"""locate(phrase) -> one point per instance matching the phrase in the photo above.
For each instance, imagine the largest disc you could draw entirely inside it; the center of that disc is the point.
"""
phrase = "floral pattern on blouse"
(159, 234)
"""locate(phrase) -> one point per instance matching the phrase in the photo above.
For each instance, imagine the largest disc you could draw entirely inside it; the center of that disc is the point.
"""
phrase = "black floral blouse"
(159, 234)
════════
#### Instructions for the task
Print all of the data above again, word for word and line for line.

#### Answer to this task
"""locate(phrase) -> one point per instance matching the phrase in the photo above.
For each instance, imagine the largest disc you could draw entirely inside it; the center of that disc is the point.
"""
phrase = "floral pattern on blouse"
(159, 234)
"""locate(phrase) -> one point per instance matching the phrase in the photo above.
For each instance, imagine the largest disc you could draw entirely inside it; the center of that disc is the point.
"""
phrase = "black floral blouse"
(159, 234)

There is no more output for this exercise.